* Text segment:

-- Opening Marker --

The storm-tossed dredge, working earlier on the east side of the
bridge, had lost its moorings at about 10:30 p.m. Dragging
its
anchors, straining against wind gusts up to 90 mph, the 200-foot vessel
lumbered intractably toward the bridge. At 1 a.m., the
captain
notified the Coast Guard. Police rushed in to stop traffic.
Moments before the dredge rammed the span, the last vehicle on the
bridge had reached safety. Miraculously, no one was injured.
On
Oct. 26, 1990, Hatteras and Ocracoke islands lost their only land link
to the mainland. It would be 3 1/2 months before they got it
back.
In between, they made-do with unreliable ferry transportation and Outer
Banks resourcefulness.
Those
months serve as glowing examples of the resilience and goodness of
islanders, and how government response can be capable and efficient.
Those
months also proved how critical a bridge over Oregon Inlet is to Dare
County commerce and the islanders’ lifestyle and quality of life ---
and why many are appalled at suggestions that ferries could be used
instead of replacing the aged Bonner Bridge.
“It’s
just not a viable solution,” said Tommie Gray, a Hatteras resident and
former information technology director for Dare County, who often took
the hour and a half ferry ride over the inlet.
“It’s
just ridiculous.”
When
the bridge collapsed, it wasn’t only the year-round island residents
--- about 5,000 on Hatteras and 650 on Ocracoke ---who found themselves
forced to cope. Thousands of visitors were thrust from
vacation
bliss into being virtual prisoners of their vehicles. Emergency orders
entrapped them for entire days and nights --- as much as 36 to 48 hours
--- in long evacuation lines. The only exit initially from
Hatteras was to take the Hatteras Inlet ferry to Ocracoke, make the
13-mile trip to Ocracoke village, and then ferries running to Cedar
Island and Swan Quarter on the mainland.
Of
course, the visitors leaving Hatteras for the mainland ferries were
vying for space with the tourists who were trapped in Ocracoke.

-- Closing Marker --

* Dataset content:
-- Opening Marker --

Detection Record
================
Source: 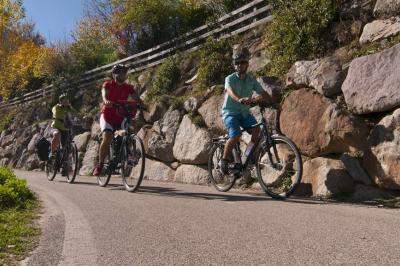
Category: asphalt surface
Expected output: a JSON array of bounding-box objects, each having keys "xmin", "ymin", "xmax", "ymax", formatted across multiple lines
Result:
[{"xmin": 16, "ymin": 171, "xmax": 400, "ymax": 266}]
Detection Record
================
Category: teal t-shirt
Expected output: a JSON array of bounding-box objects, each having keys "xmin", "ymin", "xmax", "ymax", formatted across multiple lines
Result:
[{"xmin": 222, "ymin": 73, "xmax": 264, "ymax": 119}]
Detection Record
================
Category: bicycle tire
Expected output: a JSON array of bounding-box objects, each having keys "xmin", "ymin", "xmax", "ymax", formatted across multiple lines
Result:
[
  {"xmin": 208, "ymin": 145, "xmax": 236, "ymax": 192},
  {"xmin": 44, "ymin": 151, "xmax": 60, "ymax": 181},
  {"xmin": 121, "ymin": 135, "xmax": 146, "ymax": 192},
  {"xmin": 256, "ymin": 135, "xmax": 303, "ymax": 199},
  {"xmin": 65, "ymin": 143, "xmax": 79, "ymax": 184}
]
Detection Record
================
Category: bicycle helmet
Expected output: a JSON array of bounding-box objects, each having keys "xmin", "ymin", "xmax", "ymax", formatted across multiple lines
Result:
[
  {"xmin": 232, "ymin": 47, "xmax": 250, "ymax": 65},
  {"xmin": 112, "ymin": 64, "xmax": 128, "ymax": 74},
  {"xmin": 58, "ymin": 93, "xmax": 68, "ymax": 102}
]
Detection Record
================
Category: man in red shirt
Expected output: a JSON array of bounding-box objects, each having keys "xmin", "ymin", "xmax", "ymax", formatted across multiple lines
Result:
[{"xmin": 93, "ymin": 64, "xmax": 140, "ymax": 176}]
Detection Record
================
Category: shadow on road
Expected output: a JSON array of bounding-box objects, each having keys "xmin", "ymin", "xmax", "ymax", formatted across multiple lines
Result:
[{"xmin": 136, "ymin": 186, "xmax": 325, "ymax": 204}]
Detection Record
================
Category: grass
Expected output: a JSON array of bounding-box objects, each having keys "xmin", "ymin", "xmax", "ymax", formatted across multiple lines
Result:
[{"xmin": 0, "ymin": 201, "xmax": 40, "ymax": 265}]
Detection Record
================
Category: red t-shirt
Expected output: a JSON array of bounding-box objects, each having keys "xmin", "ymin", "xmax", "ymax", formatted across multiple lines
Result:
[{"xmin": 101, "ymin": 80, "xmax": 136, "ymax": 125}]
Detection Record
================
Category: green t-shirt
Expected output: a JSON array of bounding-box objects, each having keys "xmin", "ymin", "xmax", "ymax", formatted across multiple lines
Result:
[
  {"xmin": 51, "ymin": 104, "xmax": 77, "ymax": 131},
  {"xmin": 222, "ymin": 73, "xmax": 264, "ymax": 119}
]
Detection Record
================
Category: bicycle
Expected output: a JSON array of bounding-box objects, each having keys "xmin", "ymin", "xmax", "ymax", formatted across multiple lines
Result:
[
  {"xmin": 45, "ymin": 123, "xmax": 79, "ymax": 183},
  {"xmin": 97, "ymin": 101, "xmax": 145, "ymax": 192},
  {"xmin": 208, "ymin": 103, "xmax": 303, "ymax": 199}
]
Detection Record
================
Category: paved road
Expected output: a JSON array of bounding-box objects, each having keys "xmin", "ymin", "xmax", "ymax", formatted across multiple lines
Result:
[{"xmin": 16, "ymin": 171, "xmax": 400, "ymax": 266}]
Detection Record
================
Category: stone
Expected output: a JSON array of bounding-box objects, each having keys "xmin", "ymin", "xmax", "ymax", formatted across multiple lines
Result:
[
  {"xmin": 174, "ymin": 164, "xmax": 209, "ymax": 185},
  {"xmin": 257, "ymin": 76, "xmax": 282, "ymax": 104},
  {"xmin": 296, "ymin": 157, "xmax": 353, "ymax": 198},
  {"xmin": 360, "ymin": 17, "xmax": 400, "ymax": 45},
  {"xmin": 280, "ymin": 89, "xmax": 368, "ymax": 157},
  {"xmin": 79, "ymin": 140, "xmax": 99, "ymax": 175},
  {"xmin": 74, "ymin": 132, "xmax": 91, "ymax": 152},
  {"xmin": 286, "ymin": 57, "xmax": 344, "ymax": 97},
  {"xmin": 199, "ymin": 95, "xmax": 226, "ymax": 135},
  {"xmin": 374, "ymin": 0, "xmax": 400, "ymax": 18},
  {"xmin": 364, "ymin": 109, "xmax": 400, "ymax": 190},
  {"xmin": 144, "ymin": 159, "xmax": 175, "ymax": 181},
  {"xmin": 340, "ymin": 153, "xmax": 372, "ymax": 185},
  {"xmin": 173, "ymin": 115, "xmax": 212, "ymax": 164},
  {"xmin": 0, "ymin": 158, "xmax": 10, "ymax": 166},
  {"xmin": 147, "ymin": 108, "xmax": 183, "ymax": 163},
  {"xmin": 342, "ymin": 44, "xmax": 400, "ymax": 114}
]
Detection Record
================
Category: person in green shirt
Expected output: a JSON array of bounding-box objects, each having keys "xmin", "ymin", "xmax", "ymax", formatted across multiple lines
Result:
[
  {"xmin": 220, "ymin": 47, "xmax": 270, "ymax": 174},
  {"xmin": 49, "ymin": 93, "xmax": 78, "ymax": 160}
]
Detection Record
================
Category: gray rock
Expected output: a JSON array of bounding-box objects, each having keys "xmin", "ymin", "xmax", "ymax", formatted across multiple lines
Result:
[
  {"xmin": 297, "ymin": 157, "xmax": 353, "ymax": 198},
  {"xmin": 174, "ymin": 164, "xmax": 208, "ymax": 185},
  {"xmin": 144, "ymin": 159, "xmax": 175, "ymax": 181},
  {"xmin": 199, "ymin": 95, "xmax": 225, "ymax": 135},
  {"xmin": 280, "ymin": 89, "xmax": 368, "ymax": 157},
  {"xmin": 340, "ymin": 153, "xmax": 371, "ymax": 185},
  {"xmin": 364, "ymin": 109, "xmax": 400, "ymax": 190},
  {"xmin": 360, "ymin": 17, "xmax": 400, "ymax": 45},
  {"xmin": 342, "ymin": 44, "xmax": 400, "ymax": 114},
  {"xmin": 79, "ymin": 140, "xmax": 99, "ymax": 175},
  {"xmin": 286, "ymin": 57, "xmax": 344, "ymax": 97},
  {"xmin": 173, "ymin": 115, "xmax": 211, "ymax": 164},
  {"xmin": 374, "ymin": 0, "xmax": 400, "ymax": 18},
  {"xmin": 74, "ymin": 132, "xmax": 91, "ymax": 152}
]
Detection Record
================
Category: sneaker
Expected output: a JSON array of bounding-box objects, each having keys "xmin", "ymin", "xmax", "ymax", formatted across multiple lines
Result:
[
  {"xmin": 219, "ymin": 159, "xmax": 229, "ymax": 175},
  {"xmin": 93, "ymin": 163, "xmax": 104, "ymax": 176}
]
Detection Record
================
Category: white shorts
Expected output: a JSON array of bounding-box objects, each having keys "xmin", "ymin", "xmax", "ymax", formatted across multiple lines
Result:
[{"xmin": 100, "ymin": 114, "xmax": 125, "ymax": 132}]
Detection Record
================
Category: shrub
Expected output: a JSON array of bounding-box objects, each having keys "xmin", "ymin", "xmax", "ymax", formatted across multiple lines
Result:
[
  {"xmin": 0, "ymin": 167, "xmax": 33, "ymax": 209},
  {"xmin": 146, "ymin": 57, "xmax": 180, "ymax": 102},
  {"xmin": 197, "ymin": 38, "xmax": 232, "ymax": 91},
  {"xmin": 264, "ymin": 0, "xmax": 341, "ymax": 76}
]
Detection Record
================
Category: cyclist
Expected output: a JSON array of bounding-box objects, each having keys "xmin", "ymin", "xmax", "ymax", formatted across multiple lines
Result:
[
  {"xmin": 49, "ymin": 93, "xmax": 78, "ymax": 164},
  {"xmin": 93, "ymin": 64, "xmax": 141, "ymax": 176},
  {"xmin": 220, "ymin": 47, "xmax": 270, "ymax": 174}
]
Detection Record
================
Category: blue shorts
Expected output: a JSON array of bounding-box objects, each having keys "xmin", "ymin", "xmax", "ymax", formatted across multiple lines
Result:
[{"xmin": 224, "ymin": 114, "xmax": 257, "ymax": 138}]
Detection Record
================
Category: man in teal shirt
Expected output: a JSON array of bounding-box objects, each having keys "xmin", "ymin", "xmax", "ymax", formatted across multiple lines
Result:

-- Closing Marker --

* Set of tasks:
• a. Set down everything in the Bonner Bridge article from "The storm-tossed dredge, working" down to "to stop traffic.".
• b. Answer these questions from the article on the Bonner Bridge collapse:
(i) At about what time did the dredge lose its moorings?
(ii) How long did Hatteras and Ocracoke islands go without their land link to the mainland?
(iii) About how many year-round residents lived on Ocracoke when the bridge collapsed?
• c. Extend the article on the Bonner Bridge collapse, starting after its final sentence.

* Task results:
• a.
The storm-tossed dredge, working earlier on the east side of the
bridge, had lost its moorings at about 10:30 p.m. Dragging
its
anchors, straining against wind gusts up to 90 mph, the 200-foot vessel
lumbered intractably toward the bridge. At 1 a.m., the
captain
notified the Coast Guard. Police rushed in to stop traffic.

• b.
(i) About 10:30 p.m.
(ii) 3 1/2 months.
(iii) About 650.

• c.
Back-ups
of vehicles lined Highway12 on Ocracoke, stretching about 13 miles from
the Hatteras Inlet ferry dock to the edge of the village. Every five
hours or so, another ferry would load up and leave.
Confronted
with an invasion of hungry people, Ocracokers leaped to help. Residents
collected their canned soups, and tossed the contents together into big
cauldrons borrowed from local restaurants. Then, driving down the line,
they served trapped visitors the hot concoction in paper cups from the
back of their pickup trucks.
“One
of the best memories I have is a couple of tourists saying, ‘You people
on Ocracoke make the best soup,’” Baker said, chuckling.
A
dozen or more islanders went up and down the line --- at
least
one person was required to stay in the vehicle --- and asked what
supplies the occupants needed, Baker recalled. The
necessities
were then purchased on credit by the volunteer at the local grocery
store. The cost was scribbled on the bag and it was delivered to the
vehicle occupant, who would then pay for it.
“They
needed everything from Tampax to baby food,” she said. “We were the
drive-up waitresses.”
At
some point, the Red Cross showed up, supplying peanut butter sandwiches
and bologna sandwiches. Porta-potties were brought
in. The
school auditorium was opened up for the frail, young and old.
“We
were feeding the people and they were saying, ‘These are the best
sandwiches we have ever had,” said Baker, who with Prete now owns
Mermaid’s Folly on Ocracoke.
“Oh,
it was a time!”
For years, people who were in the line would stop in the store to
reacquaint. Baker heard later that one group of evacuees bonded so
closely during the ordeal, that after leaving the ferry, they had
driven in an unbroken line all the way to Morehead City.
“I
just thought that was beautiful,” she said.
Soon
the National Guard arrived, bringing mounds of blankets and sleeping
bags. Some people opened up their mobile trailers and created
ad-hoc day care centers for the car-bound children. Others shared
drinks and played music outside their vehicles. Many evacuees
made the rounds, communing as if the vehicles were a stretched-out line
of bar stools.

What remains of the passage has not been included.